• Exercise goal:
The output is the lines below from the one with "[mark] young child" through the one with "[mark] blue knit", both included, printed exactly and with no other line.

Dataset excerpts:
[Start of section]

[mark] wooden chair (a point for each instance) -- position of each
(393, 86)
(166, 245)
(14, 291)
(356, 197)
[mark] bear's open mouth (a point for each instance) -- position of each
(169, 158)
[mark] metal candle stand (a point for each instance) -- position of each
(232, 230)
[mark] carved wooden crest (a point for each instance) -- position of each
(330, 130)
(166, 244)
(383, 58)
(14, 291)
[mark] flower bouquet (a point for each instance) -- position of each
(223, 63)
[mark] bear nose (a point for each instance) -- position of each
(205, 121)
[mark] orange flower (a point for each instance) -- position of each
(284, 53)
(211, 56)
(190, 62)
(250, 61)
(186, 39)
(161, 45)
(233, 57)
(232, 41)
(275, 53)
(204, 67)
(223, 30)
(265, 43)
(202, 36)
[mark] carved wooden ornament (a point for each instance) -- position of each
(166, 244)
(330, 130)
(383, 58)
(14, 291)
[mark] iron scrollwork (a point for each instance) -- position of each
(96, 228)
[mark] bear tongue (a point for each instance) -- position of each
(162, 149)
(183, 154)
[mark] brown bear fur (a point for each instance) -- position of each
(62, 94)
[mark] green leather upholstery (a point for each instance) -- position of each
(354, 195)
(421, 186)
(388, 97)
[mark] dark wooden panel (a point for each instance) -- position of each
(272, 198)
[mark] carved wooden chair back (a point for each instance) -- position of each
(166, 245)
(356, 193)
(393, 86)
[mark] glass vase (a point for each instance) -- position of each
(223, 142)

[End of section]
[Start of section]

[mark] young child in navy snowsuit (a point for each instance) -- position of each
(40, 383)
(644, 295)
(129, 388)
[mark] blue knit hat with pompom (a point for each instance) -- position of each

[End of section]

• Task result:
[mark] young child in navy snowsuit (a point for each instance) -- position of each
(40, 383)
(644, 295)
(129, 388)
[mark] blue knit hat with pompom (a point for each instance) -- position of each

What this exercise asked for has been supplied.